Records pointing to named objects:
● ● ● ● ●
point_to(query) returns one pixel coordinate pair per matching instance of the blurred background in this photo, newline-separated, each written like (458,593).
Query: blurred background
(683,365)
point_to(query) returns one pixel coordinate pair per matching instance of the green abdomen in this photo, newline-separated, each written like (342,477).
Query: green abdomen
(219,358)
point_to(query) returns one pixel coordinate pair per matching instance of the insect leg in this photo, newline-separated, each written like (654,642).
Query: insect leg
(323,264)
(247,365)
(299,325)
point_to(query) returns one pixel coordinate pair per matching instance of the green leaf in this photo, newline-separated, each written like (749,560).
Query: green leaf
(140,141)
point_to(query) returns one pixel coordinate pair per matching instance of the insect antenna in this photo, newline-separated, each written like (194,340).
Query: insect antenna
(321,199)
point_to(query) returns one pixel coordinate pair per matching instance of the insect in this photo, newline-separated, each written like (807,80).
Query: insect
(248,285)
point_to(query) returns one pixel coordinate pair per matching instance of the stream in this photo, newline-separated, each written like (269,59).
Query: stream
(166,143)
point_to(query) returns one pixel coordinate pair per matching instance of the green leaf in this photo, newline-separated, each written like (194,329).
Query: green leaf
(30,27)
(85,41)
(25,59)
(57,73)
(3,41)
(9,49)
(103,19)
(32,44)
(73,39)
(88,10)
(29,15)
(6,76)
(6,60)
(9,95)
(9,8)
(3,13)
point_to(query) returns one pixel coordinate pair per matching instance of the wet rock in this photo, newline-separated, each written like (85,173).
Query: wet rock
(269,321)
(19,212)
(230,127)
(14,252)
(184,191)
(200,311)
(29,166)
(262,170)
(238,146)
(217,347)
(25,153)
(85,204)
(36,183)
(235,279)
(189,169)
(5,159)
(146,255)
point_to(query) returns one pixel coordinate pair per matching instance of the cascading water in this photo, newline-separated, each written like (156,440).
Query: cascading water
● ● ● ● ●
▶ SET TASK
Copy the records from the line with "written like (156,440)." through the end of the records, replacing "cascading water" with "flowing water" and leaving everything else unchanged.

▶ COMPLETE OUTPUT
point_to(query) returns one pixel coordinate pair per matching instance of the flowing water in this photo, newline-separated, each written like (156,440).
Query: flowing water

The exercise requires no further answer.